Filter the records below and keep every line that contains the string "white". Case matters.

- SUPPLIED MATERIAL -
▬▬▬
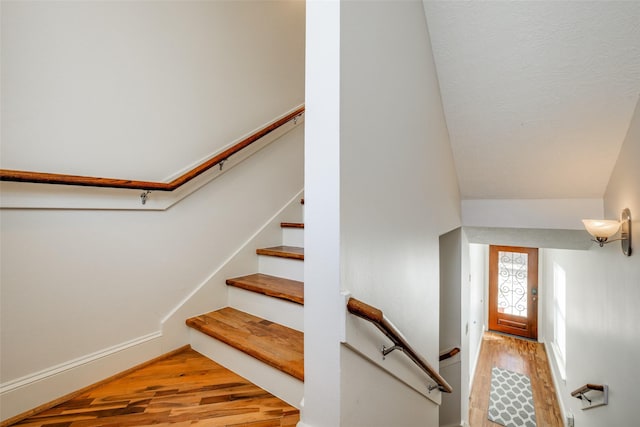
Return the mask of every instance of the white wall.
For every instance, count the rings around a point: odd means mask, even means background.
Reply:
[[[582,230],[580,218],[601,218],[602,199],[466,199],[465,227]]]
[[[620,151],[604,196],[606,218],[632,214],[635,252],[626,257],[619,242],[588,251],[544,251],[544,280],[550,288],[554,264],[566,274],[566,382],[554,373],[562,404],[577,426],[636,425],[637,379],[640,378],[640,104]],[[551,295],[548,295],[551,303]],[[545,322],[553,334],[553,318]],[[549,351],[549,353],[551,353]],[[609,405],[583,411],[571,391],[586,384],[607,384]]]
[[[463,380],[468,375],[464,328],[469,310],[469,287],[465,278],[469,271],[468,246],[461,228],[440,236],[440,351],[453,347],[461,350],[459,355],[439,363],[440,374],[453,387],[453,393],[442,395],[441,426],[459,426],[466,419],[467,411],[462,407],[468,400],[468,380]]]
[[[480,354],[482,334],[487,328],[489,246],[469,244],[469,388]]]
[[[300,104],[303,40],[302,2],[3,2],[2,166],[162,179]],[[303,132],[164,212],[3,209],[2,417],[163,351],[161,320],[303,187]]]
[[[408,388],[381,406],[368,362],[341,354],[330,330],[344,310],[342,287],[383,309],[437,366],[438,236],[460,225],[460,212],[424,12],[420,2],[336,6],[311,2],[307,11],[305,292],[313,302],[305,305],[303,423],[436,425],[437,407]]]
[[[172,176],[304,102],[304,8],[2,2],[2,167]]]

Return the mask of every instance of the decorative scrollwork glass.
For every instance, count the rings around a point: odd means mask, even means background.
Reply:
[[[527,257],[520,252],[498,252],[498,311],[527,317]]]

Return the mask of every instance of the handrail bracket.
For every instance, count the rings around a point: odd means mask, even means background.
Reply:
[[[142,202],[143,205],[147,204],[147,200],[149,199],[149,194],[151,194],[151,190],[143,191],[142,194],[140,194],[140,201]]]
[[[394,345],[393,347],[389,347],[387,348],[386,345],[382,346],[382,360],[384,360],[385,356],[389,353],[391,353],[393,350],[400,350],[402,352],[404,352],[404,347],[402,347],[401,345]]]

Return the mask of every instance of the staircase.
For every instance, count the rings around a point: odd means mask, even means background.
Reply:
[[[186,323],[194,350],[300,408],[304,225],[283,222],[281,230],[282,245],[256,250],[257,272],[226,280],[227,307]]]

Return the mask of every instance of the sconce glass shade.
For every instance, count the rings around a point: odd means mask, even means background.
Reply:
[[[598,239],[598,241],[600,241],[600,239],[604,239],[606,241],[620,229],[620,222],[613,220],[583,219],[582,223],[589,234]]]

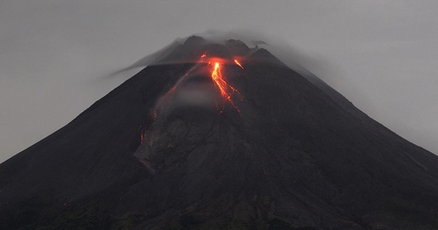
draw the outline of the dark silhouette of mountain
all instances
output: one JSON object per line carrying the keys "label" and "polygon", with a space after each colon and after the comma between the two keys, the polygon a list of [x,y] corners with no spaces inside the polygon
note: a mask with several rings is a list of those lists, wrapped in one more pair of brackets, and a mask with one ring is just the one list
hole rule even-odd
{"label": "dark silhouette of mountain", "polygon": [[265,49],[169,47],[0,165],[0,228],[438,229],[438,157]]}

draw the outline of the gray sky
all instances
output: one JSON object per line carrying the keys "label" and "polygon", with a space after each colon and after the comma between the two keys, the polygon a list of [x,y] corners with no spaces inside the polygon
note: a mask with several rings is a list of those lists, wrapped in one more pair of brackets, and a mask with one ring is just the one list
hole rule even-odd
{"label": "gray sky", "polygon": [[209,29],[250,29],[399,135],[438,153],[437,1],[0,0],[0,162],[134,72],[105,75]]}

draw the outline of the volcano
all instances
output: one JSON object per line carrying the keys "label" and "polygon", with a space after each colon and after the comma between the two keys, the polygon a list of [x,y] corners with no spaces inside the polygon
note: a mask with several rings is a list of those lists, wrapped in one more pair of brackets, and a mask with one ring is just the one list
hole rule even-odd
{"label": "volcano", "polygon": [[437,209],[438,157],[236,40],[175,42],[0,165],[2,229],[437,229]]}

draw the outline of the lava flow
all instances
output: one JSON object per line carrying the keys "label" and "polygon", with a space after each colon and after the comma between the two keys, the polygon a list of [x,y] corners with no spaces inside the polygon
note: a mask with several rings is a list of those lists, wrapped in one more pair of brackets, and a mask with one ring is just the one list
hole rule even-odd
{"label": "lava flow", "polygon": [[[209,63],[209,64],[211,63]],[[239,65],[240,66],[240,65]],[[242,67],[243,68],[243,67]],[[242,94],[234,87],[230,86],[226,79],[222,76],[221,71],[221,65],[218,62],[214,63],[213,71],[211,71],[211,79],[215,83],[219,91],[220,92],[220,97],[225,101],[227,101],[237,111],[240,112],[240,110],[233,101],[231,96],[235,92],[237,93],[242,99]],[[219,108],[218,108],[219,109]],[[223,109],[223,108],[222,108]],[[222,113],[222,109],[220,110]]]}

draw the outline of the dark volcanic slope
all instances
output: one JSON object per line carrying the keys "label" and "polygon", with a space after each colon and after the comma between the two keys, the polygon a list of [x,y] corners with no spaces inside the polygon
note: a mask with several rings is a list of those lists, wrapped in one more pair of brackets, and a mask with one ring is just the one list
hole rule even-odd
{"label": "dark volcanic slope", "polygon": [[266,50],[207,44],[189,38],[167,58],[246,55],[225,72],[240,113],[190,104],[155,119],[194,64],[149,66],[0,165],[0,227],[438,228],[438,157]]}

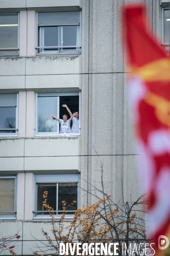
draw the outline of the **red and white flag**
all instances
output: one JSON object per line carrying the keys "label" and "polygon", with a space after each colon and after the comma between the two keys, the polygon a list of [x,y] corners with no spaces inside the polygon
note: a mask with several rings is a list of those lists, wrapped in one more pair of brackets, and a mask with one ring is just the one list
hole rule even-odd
▬▬▬
- RESULT FOR THIS EXERCISE -
Return the mask of every instance of the white wall.
draw the outline of the **red and white flag**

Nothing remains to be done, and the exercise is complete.